:: Records for this task
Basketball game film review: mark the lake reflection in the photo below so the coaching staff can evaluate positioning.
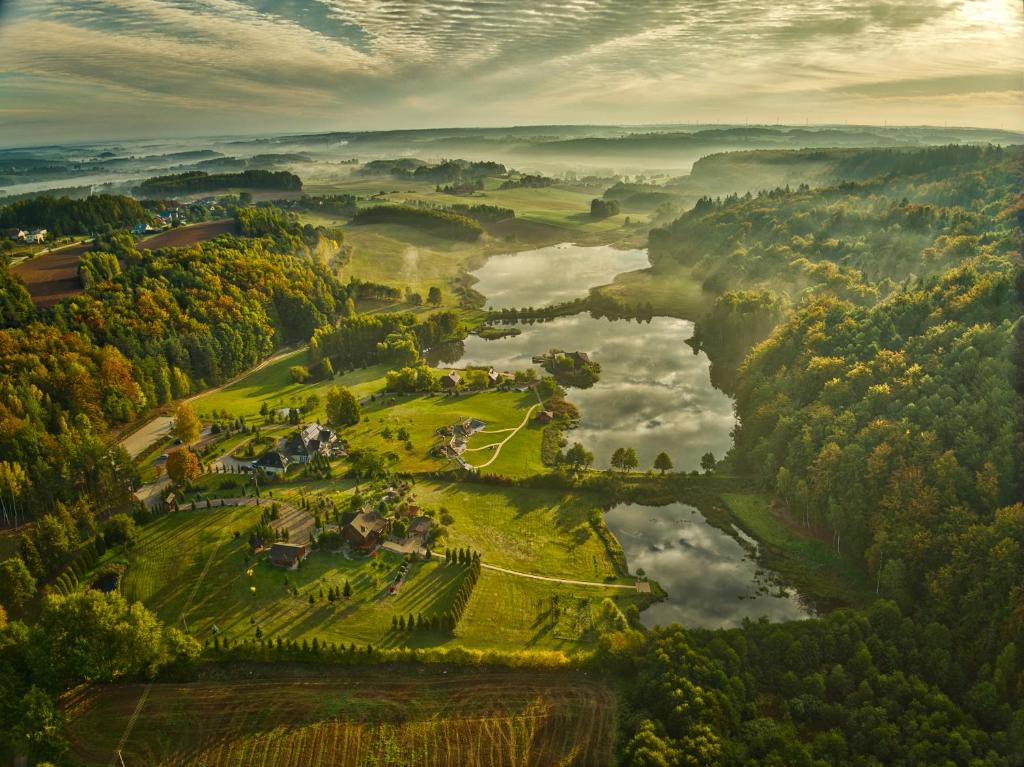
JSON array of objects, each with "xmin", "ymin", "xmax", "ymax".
[
  {"xmin": 471, "ymin": 243, "xmax": 650, "ymax": 310},
  {"xmin": 605, "ymin": 502, "xmax": 809, "ymax": 628},
  {"xmin": 430, "ymin": 314, "xmax": 735, "ymax": 471}
]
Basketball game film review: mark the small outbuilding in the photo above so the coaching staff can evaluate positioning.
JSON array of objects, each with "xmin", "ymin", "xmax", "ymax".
[
  {"xmin": 268, "ymin": 542, "xmax": 307, "ymax": 569},
  {"xmin": 536, "ymin": 410, "xmax": 554, "ymax": 424},
  {"xmin": 441, "ymin": 370, "xmax": 462, "ymax": 388},
  {"xmin": 408, "ymin": 516, "xmax": 434, "ymax": 539}
]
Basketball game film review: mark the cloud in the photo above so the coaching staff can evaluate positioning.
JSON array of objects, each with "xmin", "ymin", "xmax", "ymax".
[{"xmin": 0, "ymin": 0, "xmax": 1020, "ymax": 142}]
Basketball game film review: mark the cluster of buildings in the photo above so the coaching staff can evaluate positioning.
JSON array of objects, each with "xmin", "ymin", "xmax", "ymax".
[
  {"xmin": 6, "ymin": 228, "xmax": 47, "ymax": 244},
  {"xmin": 252, "ymin": 422, "xmax": 345, "ymax": 475},
  {"xmin": 340, "ymin": 506, "xmax": 435, "ymax": 553},
  {"xmin": 439, "ymin": 368, "xmax": 515, "ymax": 389}
]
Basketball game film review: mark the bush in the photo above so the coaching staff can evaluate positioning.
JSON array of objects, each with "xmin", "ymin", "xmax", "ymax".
[{"xmin": 103, "ymin": 514, "xmax": 138, "ymax": 548}]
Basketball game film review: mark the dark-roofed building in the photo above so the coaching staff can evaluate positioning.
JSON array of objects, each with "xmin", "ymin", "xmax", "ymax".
[
  {"xmin": 536, "ymin": 410, "xmax": 554, "ymax": 424},
  {"xmin": 343, "ymin": 510, "xmax": 389, "ymax": 552},
  {"xmin": 284, "ymin": 422, "xmax": 338, "ymax": 464},
  {"xmin": 441, "ymin": 370, "xmax": 462, "ymax": 388},
  {"xmin": 269, "ymin": 542, "xmax": 307, "ymax": 569},
  {"xmin": 487, "ymin": 368, "xmax": 501, "ymax": 386},
  {"xmin": 252, "ymin": 449, "xmax": 289, "ymax": 475},
  {"xmin": 568, "ymin": 351, "xmax": 592, "ymax": 365}
]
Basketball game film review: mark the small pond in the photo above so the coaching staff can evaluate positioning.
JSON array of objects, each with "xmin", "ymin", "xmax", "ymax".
[{"xmin": 604, "ymin": 502, "xmax": 809, "ymax": 628}]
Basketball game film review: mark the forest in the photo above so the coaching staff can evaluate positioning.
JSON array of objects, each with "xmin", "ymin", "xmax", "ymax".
[
  {"xmin": 613, "ymin": 144, "xmax": 1024, "ymax": 765},
  {"xmin": 0, "ymin": 194, "xmax": 152, "ymax": 236},
  {"xmin": 134, "ymin": 169, "xmax": 302, "ymax": 196}
]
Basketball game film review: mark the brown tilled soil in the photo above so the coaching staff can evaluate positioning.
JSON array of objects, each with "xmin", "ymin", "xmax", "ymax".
[{"xmin": 11, "ymin": 219, "xmax": 237, "ymax": 307}]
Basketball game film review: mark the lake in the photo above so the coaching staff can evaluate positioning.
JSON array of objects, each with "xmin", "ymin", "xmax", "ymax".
[
  {"xmin": 431, "ymin": 244, "xmax": 735, "ymax": 472},
  {"xmin": 472, "ymin": 242, "xmax": 650, "ymax": 310},
  {"xmin": 444, "ymin": 241, "xmax": 809, "ymax": 627}
]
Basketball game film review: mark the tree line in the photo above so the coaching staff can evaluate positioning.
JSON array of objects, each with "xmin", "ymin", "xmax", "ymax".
[{"xmin": 135, "ymin": 169, "xmax": 302, "ymax": 196}]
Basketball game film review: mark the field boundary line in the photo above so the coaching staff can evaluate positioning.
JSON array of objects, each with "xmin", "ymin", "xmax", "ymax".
[
  {"xmin": 179, "ymin": 538, "xmax": 223, "ymax": 632},
  {"xmin": 428, "ymin": 552, "xmax": 635, "ymax": 589},
  {"xmin": 109, "ymin": 683, "xmax": 151, "ymax": 766}
]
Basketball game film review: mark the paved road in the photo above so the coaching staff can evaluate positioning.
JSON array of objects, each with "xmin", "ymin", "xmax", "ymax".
[{"xmin": 118, "ymin": 346, "xmax": 297, "ymax": 460}]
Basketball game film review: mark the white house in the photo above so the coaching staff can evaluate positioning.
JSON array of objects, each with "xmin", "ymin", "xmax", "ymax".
[{"xmin": 25, "ymin": 229, "xmax": 47, "ymax": 244}]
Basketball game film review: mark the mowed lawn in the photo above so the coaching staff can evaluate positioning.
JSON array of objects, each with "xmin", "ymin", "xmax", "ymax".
[
  {"xmin": 411, "ymin": 480, "xmax": 620, "ymax": 581},
  {"xmin": 63, "ymin": 667, "xmax": 617, "ymax": 767},
  {"xmin": 191, "ymin": 351, "xmax": 388, "ymax": 421},
  {"xmin": 119, "ymin": 504, "xmax": 469, "ymax": 646},
  {"xmin": 115, "ymin": 479, "xmax": 639, "ymax": 650},
  {"xmin": 350, "ymin": 389, "xmax": 545, "ymax": 475}
]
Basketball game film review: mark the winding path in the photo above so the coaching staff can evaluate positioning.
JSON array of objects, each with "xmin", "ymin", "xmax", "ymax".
[{"xmin": 464, "ymin": 403, "xmax": 539, "ymax": 469}]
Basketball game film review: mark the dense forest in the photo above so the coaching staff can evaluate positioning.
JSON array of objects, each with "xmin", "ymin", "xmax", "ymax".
::::
Goal of the exercise
What is wanted is a word-for-word restatement of the entries, without their images.

Reply
Basketball game film review: mark the lake reflection in the photo below so the coaching staff can evaluate positioning.
JSON array of objects, each with "xmin", "ymin", "xmax", "ymax".
[
  {"xmin": 471, "ymin": 243, "xmax": 650, "ymax": 310},
  {"xmin": 605, "ymin": 502, "xmax": 809, "ymax": 628},
  {"xmin": 430, "ymin": 314, "xmax": 735, "ymax": 471}
]
Basketball game film review: mark the small outbuilding in the photo above so the coaching staff can evaluate positioning.
JSON array of objects, each with "xmin", "ymin", "xmax", "ymax".
[
  {"xmin": 268, "ymin": 542, "xmax": 307, "ymax": 569},
  {"xmin": 536, "ymin": 410, "xmax": 554, "ymax": 424},
  {"xmin": 441, "ymin": 370, "xmax": 462, "ymax": 388},
  {"xmin": 408, "ymin": 516, "xmax": 434, "ymax": 539}
]
Basketball game film review: mark the cloud in the photo above so the coaching staff can evaluate positioning.
JSON array of objects, each with "xmin", "ymin", "xmax", "ymax".
[{"xmin": 0, "ymin": 0, "xmax": 1020, "ymax": 142}]
Basketball game film review: mark the cluster of buildings in the photo above so the coaching staff can evaluate positioning.
JSON array of objects, each with "xmin", "ymin", "xmax", "ymax".
[
  {"xmin": 6, "ymin": 228, "xmax": 47, "ymax": 244},
  {"xmin": 252, "ymin": 422, "xmax": 345, "ymax": 475},
  {"xmin": 340, "ymin": 506, "xmax": 435, "ymax": 553},
  {"xmin": 439, "ymin": 368, "xmax": 515, "ymax": 389}
]
Basketball game film review: mark the bush in the photo above so the coaching staff can evaluate positioning.
JSON array of objects, each with "xmin", "ymin", "xmax", "ymax".
[{"xmin": 103, "ymin": 514, "xmax": 138, "ymax": 548}]
Basketball game film review: mark the dark-roofed building in the photo above so the coaching staff can evaluate positioning.
JSON array of objects, each with "xmin", "ymin", "xmax", "ymax".
[
  {"xmin": 536, "ymin": 410, "xmax": 554, "ymax": 424},
  {"xmin": 343, "ymin": 510, "xmax": 389, "ymax": 552},
  {"xmin": 284, "ymin": 422, "xmax": 338, "ymax": 464},
  {"xmin": 441, "ymin": 370, "xmax": 462, "ymax": 388},
  {"xmin": 269, "ymin": 542, "xmax": 307, "ymax": 569},
  {"xmin": 487, "ymin": 368, "xmax": 501, "ymax": 386},
  {"xmin": 252, "ymin": 449, "xmax": 289, "ymax": 475},
  {"xmin": 568, "ymin": 351, "xmax": 592, "ymax": 365}
]
Basketball game film review: mark the small pond in the photo above so the coaching staff can evaluate positioning.
JSON array of objects, each with "xmin", "ymin", "xmax", "ymax".
[{"xmin": 604, "ymin": 502, "xmax": 809, "ymax": 628}]
Basketball game film review: mark the forest in the photo above so the coaching staff can evaluate positioning.
JSON array of objects, each with "xmin", "ymin", "xmax", "ymax".
[
  {"xmin": 613, "ymin": 144, "xmax": 1024, "ymax": 765},
  {"xmin": 0, "ymin": 194, "xmax": 152, "ymax": 236},
  {"xmin": 134, "ymin": 169, "xmax": 302, "ymax": 196}
]
Basketball game film review: mark the brown tilled soil in the photo above so the coaching staff can evaluate positioning.
JSON array of objects, each with "xmin", "ymin", "xmax", "ymax".
[{"xmin": 11, "ymin": 219, "xmax": 237, "ymax": 307}]
Basketball game film review: mark the lake in the photo above so the coaching staff can evaluate positioning.
JSON array of objects, each with "xmin", "ymin", "xmax", "ymax".
[
  {"xmin": 431, "ymin": 244, "xmax": 735, "ymax": 472},
  {"xmin": 472, "ymin": 242, "xmax": 650, "ymax": 310},
  {"xmin": 444, "ymin": 241, "xmax": 809, "ymax": 627}
]
Basketball game film review: mark the tree line in the photo above so the coaching staff can evaluate positioning.
JSON array of objects, each with "xmin", "ymin", "xmax", "ymax".
[{"xmin": 135, "ymin": 169, "xmax": 302, "ymax": 196}]
Basketball game film review: mark the field boundary line in the photo above so the coaching staff can evaluate positioning.
JSON array of objects, each with "xmin", "ymin", "xmax", "ymax".
[
  {"xmin": 179, "ymin": 538, "xmax": 223, "ymax": 632},
  {"xmin": 428, "ymin": 552, "xmax": 635, "ymax": 589},
  {"xmin": 109, "ymin": 683, "xmax": 151, "ymax": 766}
]
Basketball game film review: mark the paved road in the photo above so the coaching staff can evaluate positioning.
JSON array of objects, each with "xmin", "ymin", "xmax", "ymax".
[{"xmin": 118, "ymin": 346, "xmax": 297, "ymax": 460}]
Basketball game film review: mark the white house in the photo above so the coaching staff can evaluate positioning.
JSON array of objects, each with "xmin", "ymin", "xmax", "ymax".
[{"xmin": 25, "ymin": 229, "xmax": 47, "ymax": 244}]
Basketball game film review: mark the mowed lawn in the photo above so the coaching staff can evaluate positioning.
JSON array of objects, each with "xmin", "ymin", "xmax", "ymax".
[
  {"xmin": 411, "ymin": 480, "xmax": 620, "ymax": 581},
  {"xmin": 63, "ymin": 667, "xmax": 617, "ymax": 767},
  {"xmin": 191, "ymin": 351, "xmax": 388, "ymax": 421},
  {"xmin": 119, "ymin": 504, "xmax": 469, "ymax": 646},
  {"xmin": 115, "ymin": 479, "xmax": 639, "ymax": 650},
  {"xmin": 350, "ymin": 389, "xmax": 545, "ymax": 475}
]
Basketball game film review: mark the winding path in the photo above so the coaching staff can evaluate positioning.
JSON array of objects, each with "xmin", "ymin", "xmax", "ymax".
[{"xmin": 464, "ymin": 403, "xmax": 539, "ymax": 469}]
Basketball game film review: mark the dense forest in the photo above so the coaching staff can evaluate positioning.
JSON array of objects, each with "xmin", "ymin", "xmax", "ymax".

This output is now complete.